[What you should do] Locate the line containing "Where can you see the folded" in the data below. Reproduce it and every following line up to the end, exactly as given.

[Dataset rows]
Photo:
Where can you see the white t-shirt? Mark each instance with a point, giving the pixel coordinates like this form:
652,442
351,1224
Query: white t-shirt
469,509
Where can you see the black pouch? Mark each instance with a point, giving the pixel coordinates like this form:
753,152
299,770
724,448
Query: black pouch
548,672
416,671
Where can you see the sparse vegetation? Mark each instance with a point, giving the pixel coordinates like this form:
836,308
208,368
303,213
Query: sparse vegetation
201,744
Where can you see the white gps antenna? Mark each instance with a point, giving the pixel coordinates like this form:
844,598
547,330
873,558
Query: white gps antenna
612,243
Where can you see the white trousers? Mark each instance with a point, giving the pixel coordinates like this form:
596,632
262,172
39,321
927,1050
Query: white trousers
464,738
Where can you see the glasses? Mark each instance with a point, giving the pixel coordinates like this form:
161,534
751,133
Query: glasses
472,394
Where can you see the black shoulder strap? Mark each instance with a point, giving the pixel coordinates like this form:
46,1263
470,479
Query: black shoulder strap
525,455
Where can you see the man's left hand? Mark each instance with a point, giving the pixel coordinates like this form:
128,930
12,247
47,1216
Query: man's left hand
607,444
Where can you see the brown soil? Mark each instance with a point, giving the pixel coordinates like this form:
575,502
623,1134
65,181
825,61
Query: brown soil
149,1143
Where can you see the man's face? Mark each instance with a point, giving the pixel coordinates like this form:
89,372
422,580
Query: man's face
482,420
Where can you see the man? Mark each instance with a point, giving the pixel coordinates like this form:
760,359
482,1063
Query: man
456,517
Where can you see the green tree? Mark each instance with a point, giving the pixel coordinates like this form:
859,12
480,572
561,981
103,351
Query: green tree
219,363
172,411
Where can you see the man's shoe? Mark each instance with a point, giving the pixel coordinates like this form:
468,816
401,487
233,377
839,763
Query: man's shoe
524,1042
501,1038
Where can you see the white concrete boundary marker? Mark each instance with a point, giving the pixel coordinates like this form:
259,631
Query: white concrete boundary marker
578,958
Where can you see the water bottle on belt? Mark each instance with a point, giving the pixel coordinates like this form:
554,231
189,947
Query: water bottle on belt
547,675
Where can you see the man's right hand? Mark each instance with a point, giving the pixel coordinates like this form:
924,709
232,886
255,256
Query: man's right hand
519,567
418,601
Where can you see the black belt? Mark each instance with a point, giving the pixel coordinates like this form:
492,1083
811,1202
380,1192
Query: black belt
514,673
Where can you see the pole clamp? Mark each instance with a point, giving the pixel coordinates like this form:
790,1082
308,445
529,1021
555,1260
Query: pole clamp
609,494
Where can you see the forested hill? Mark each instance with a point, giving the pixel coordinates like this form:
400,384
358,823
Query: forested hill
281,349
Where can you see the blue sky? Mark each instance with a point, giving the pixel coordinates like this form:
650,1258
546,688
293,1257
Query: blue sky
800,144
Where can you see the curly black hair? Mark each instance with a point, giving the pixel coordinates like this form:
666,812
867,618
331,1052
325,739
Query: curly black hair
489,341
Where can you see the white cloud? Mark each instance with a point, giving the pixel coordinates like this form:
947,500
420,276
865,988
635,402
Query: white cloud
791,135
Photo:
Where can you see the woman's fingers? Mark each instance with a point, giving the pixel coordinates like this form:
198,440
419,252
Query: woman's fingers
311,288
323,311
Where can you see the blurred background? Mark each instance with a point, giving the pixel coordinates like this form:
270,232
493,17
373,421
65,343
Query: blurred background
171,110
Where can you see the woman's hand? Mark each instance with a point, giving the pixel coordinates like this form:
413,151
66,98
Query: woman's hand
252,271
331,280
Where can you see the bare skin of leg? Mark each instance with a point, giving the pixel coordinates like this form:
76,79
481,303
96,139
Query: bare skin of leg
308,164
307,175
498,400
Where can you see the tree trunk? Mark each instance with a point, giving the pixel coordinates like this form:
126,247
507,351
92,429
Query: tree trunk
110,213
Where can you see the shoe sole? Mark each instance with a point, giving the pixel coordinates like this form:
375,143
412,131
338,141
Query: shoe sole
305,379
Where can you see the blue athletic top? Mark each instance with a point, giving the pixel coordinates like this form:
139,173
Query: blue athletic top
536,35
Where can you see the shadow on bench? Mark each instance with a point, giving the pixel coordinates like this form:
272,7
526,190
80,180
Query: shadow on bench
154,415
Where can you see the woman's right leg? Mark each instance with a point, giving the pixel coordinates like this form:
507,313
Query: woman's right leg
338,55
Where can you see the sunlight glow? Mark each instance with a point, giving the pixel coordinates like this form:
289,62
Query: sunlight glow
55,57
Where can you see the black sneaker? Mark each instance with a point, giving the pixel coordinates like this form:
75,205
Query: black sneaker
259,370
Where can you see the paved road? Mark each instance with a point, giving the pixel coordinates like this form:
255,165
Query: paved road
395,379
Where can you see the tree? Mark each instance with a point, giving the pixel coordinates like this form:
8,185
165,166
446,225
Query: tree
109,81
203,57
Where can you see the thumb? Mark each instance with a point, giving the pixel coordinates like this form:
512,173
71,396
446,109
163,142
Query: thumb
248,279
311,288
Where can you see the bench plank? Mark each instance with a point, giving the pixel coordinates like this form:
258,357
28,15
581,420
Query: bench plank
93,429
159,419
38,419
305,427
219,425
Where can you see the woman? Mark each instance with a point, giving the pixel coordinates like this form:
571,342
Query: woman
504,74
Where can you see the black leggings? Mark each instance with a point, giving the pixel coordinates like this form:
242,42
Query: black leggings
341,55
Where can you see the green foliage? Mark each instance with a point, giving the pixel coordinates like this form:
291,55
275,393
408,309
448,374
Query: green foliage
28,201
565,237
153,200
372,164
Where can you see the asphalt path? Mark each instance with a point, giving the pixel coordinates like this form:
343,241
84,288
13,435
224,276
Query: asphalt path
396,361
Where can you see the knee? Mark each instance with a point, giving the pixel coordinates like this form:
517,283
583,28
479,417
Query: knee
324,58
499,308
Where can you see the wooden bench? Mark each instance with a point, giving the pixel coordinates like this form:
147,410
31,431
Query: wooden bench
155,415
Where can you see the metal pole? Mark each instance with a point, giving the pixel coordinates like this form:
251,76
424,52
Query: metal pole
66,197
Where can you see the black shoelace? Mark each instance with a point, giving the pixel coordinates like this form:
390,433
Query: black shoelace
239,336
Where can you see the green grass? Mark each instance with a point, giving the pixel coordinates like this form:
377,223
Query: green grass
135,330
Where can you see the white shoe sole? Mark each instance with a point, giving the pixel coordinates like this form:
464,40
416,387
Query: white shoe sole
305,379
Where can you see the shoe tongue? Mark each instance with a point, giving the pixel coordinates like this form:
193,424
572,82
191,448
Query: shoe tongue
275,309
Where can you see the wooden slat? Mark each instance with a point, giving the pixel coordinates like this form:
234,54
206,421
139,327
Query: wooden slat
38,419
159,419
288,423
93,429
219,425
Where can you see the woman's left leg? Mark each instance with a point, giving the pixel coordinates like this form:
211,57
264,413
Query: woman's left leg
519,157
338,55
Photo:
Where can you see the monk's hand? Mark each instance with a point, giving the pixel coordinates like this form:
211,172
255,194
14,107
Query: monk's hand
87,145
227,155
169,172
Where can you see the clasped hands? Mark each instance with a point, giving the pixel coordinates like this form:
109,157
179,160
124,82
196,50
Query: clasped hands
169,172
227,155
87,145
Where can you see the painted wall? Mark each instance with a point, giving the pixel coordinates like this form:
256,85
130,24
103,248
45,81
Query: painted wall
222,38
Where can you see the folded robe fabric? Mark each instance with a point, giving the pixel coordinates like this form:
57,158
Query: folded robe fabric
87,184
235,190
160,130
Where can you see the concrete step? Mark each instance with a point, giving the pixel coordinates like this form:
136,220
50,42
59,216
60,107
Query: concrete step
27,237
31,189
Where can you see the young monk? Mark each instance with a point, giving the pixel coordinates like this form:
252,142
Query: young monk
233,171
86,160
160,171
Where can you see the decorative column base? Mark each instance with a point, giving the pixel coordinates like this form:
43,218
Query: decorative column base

[Output of the task]
Where can you see the folded robe fabric? Mark each instance with a point, giving the pixel coordinates like this form:
57,158
Query: folded robe fabric
87,184
235,190
160,130
Where can you see the concrete step? Mark each instance with a point, giving the pixel coordinates like this form:
136,220
50,42
59,216
60,107
Query: concrete step
27,237
31,189
Where can you see the young monk? Mark each instance with a point, giving the pixel coordinates like this form:
252,142
Query: young monk
233,171
86,160
160,171
Where can you see the decorative column base? Mark each instance with a point, giving the pixel coordinates like this form:
43,218
Query: decorative column base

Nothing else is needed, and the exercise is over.